* **Written exercise**
Reproduce every line from the one containing "Where can the rocky" through the end of the items. Scale each coordinate value in the point answers by 0.55, round it to a whole number with halves going up, and leave all other text unchanged.

— start Task input —

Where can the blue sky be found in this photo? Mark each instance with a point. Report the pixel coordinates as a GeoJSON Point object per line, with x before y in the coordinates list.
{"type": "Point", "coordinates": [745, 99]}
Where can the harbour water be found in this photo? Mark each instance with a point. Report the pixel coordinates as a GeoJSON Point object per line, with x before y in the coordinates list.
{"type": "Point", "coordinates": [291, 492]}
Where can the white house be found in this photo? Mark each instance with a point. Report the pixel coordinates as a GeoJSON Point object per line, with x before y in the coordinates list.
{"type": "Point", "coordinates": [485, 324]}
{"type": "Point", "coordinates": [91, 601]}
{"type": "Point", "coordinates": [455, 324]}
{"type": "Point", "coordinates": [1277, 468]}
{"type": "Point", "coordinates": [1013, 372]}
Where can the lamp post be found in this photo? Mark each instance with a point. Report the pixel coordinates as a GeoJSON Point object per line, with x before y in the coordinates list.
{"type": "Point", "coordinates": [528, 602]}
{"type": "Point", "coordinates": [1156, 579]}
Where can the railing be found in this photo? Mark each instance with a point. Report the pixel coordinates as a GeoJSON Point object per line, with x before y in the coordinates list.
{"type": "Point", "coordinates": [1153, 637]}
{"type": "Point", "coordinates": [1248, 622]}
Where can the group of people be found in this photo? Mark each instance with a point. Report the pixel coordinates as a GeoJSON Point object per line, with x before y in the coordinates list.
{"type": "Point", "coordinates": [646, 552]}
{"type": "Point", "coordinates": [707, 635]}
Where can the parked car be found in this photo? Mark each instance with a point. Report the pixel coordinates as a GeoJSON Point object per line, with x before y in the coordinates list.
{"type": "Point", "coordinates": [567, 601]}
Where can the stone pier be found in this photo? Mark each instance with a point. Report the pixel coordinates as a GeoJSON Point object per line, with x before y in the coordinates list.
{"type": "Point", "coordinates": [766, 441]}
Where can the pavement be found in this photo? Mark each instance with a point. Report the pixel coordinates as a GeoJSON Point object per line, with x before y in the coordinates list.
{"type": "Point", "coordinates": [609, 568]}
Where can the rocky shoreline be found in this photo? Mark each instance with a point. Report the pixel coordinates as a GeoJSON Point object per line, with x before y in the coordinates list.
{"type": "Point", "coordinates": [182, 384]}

— end Task input —

* **Written response**
Where can the rocky shoreline be found in this photo? Mark each instance with a point. Report the pixel coordinates as a GeoJSON Point object per line, with x before y in the coordinates list.
{"type": "Point", "coordinates": [100, 211]}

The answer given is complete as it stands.